=== WHAT YOU NEED TO DO ===
(A) In the article on the Pet Shop Boys medley, what peak position did the song reach on the UK Singles Chart?
(B) Continue the article on the Pet Shop Boys medley, starting after its final sentence.

=== GIVEN TEXT ===
(begin)
"Where the Streets Have No Name (I Can't Take My Eyes Off You)" is a song by English synth-pop duo Pet Shop Boys. The song is a medley of U2's "Where the Streets Have No Name" and "Can't Take My Eyes Off You", a 1967 song by Frankie Valli, though in an arrangement informed by the 1982 disco version of the song by Boystown Gang rather than the original. The song accompanied "How Can You Expect to Be Taken Seriously?", the third single from their fourth studio album, Behaviour (1990), as a double A-side in the United Kingdom (both singles were released separately in the United States). Released in March 1991, the song became the duo's 15th consecutive top-20 entry in the UK, peaking at number four on the UK Singles Chart. The band have said that they thought the guitars in the original sounded similar to a sequencer.

Background and inspiration
In the liner notes for the album Discography: The Complete Singles Collection, the Pet Shop Boys stated that they wanted to turn "a mythic rock song into a stomping disco record."

Content
The Pet Shop Boys version differed significantly from the original version in its musical arrangement. In contrast to the U2 version's instrumental build-up, the Pet Shop Boys version opens abruptly with synthesized and sampled noises and a drum machine. The musical climax of the song is also changed in other elements; a background vocal sample of "burning down love" is played right at the start, and synthesized horns erupt with even higher notes immediately following each chorus. Singer Neil Tennant performs the lyrics with no vocal exertion or stresses, in contrast to Bono's performance. In addition, at the transition between "Where the Streets Have No Name" and "Can't Take My Eyes Off You", Tennant sings the two lines one after the other, with no change in pitch—pointing out the similarities in the two songs. Following the release of the single, U2 issued a statement saying "What have we done to deserve this?". Tennant mentioned to The People in 2002 that he had "managed at long last to patch things up with Bono" after meeting him at one of Elton John's homes in the south of France.
(end)
[Extracted records]
(begin)
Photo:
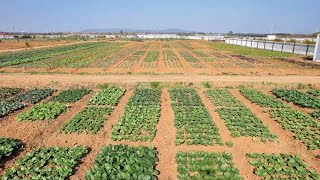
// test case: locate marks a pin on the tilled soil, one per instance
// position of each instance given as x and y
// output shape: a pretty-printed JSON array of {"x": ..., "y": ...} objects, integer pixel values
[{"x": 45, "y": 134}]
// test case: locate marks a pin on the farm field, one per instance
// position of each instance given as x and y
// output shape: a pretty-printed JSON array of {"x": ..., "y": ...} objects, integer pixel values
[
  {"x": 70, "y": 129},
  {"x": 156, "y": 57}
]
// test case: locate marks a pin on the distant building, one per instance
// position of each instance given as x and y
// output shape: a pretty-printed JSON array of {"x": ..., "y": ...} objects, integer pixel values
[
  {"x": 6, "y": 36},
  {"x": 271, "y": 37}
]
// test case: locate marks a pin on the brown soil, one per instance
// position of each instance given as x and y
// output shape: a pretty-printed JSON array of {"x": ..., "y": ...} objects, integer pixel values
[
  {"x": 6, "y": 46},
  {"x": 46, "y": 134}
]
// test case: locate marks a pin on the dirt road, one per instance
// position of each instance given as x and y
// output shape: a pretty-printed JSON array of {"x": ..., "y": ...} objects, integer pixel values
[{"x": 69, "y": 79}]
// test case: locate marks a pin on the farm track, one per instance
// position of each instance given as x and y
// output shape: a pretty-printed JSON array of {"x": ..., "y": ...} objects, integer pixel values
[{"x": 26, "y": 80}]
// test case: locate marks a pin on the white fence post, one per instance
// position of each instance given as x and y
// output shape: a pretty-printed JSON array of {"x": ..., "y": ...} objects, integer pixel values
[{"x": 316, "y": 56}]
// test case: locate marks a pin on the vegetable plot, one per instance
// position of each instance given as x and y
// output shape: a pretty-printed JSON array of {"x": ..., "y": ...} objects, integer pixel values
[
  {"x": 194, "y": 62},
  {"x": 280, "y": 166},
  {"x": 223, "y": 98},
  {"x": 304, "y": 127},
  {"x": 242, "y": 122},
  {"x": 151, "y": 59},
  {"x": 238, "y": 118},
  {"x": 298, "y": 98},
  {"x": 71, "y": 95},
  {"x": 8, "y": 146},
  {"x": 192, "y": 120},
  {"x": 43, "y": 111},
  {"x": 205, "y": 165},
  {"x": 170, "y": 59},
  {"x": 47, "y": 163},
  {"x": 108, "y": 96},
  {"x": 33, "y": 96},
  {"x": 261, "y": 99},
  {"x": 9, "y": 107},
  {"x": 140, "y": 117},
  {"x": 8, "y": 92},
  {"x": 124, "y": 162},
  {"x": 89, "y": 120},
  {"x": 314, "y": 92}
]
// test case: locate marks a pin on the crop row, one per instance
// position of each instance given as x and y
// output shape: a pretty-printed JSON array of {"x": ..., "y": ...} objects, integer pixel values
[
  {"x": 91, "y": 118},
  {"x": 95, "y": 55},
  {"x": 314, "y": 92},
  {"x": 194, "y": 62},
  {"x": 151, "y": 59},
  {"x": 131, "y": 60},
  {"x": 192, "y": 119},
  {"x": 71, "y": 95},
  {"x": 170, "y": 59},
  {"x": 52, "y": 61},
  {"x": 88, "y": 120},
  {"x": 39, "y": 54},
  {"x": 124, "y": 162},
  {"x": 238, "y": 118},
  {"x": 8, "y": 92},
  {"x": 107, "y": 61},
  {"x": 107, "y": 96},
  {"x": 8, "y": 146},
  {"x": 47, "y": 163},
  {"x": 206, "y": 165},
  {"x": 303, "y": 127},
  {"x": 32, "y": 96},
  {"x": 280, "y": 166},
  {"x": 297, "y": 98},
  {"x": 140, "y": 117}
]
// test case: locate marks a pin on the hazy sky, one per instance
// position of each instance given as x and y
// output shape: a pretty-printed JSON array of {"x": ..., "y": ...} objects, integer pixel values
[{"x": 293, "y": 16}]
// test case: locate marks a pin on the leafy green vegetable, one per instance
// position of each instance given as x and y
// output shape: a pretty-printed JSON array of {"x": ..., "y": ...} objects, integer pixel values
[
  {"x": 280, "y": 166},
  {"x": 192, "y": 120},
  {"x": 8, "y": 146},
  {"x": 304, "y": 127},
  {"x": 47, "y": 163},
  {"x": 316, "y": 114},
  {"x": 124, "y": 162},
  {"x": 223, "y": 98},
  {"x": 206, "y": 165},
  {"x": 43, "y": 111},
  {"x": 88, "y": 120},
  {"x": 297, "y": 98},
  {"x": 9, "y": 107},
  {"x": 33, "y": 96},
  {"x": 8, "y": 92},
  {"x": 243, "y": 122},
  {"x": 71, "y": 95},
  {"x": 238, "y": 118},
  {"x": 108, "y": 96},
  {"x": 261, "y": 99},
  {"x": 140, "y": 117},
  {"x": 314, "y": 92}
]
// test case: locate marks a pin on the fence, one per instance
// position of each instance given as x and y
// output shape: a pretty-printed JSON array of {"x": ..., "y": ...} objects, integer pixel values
(end)
=== FINAL ANSWERS ===
(A) Number four.

(B)
This version has been paired with "How Can You Expect to Be Taken Seriously?", a song criticising the insincere humanitarian messages of a number of pop stars during the 1980s and the institutionalization of rock and roll.

Critical reception
Nick Duerden from Record Mirror wrote, "A bizarre mixture of two completely different songs, on paper it reads like a painful nightmare. But on record, it gels rather well. Neil and Chris' Hi-NRG treatment of both tracks run ridiculously smoothly with added eloquence, forcing even the Boys' detractors to give credit where it's due. Carry on camping."

Live performances and recordings
To date, the Pet Shop Boys have performed the song live on six of their tours. The song was included in the main set list for 1991's Performance Tour and a recording of this from the Birmingham NEC in June 1991 was released on the VHS (and later DVD) Performance. The VHS performance of the song omits the Frankie Valli section due to a publishing issue, although the complete soundtrack was later restored to the DVD version in 2004. The song was also later performed sometimes on the 1994 Discovery tour, the 2002 Release tour, the 2004 Summer/Fall shows and the 2006 Cubism tour, of which a performance filmed in Mexico City on 14 November of the same year was included on the 2007 DVD Cubism. The song is performed in the current Dreamworld tour (2022).

Track listings

 UK 7-inch and cassette single
 Australian 7-inch and cassette single
 "Where the Streets Have No Name (I Can't Take My Eyes Off You)" (7-inch edit) – 4:33
 "How Can You Expect to Be Taken Seriously?" – 4:10

 UK 12-inch single
 "Where the Streets Have No Name (I Can't Take My Eyes Off You)" (extended mix) – 6:44
 "How Can You Expect to Be Taken Seriously?" (extended mix) – 6:03
 "Bet She's Not Your Girlfriend" – 4:28

 UK 12-inch single (remixes)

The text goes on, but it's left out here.